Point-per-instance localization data
........
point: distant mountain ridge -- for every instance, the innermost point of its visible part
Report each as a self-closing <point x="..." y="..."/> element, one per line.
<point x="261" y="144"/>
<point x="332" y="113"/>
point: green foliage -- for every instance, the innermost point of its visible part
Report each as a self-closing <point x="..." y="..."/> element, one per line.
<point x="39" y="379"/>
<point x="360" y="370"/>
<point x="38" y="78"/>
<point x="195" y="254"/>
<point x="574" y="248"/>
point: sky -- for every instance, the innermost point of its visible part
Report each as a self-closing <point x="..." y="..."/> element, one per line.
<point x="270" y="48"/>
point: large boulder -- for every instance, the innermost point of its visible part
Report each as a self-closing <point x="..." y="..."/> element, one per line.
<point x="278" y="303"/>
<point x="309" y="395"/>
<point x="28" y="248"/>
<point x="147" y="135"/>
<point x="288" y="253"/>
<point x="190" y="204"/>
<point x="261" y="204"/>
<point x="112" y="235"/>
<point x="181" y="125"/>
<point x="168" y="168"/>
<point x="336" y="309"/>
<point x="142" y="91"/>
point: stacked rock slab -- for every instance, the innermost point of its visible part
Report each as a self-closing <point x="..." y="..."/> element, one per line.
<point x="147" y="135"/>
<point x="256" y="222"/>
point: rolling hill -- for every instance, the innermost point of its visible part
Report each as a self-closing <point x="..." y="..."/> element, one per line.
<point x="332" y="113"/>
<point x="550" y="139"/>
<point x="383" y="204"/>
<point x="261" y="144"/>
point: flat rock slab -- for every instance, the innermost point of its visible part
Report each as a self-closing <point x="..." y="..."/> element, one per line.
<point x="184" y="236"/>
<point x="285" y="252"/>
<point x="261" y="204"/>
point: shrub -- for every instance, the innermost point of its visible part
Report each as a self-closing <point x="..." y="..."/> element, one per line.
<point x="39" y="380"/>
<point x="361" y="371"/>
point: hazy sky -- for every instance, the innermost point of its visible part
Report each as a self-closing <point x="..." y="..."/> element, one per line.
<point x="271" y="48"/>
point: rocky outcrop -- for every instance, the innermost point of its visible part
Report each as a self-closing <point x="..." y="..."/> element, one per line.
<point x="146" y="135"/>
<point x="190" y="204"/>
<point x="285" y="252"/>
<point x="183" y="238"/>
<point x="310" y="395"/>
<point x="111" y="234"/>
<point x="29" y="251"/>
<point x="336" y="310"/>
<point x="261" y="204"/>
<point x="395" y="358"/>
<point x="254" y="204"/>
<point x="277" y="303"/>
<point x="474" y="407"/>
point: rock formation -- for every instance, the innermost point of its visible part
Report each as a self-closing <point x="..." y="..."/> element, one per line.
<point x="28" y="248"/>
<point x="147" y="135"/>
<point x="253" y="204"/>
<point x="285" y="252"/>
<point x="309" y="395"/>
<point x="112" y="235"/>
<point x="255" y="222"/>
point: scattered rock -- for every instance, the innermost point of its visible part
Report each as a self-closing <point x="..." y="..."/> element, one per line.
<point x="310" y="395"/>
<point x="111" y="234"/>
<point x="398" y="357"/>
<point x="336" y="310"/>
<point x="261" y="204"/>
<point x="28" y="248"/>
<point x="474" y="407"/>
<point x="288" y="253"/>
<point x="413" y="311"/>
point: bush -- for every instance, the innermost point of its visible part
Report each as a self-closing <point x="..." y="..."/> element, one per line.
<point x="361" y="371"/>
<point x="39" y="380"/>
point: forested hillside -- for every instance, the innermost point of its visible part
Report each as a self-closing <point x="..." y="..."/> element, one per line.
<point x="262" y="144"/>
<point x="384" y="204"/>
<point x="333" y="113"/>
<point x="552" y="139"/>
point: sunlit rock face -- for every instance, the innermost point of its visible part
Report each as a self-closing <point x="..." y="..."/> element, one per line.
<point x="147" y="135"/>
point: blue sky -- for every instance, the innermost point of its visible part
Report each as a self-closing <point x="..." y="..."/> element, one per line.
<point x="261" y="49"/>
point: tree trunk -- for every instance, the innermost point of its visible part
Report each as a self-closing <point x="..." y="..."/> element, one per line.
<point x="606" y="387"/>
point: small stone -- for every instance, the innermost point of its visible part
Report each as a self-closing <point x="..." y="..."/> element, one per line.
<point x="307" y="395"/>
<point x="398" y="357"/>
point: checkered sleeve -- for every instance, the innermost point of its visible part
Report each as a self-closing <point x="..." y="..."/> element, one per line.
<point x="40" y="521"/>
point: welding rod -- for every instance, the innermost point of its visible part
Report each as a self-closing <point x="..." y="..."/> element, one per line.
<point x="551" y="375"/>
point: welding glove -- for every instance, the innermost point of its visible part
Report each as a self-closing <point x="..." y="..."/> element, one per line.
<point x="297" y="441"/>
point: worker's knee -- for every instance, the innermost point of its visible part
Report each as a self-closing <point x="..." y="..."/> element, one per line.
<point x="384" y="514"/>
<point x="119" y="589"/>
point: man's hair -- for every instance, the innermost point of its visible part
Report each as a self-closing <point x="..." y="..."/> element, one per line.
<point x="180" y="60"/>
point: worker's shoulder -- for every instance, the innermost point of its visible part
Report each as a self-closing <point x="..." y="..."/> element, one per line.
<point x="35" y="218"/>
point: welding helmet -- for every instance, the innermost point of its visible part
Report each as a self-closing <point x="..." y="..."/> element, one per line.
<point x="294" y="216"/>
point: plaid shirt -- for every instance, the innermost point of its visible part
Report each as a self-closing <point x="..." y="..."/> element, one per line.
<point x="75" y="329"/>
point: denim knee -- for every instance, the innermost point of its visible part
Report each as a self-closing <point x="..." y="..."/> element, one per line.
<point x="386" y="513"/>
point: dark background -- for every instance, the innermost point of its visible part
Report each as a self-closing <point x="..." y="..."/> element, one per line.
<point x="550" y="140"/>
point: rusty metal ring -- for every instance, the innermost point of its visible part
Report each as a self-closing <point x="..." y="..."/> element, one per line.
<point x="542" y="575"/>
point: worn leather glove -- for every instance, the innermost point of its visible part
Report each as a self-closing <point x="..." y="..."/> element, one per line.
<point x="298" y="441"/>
........
◆ PROBLEM: What lines in the records contain the word "knee"? Return each one.

◆ RESULT FOR THIS TASK:
point: worker's knee -- for every instance, the innermost point of its visible part
point: denim knee -- for every instance, the innermost point of its visible part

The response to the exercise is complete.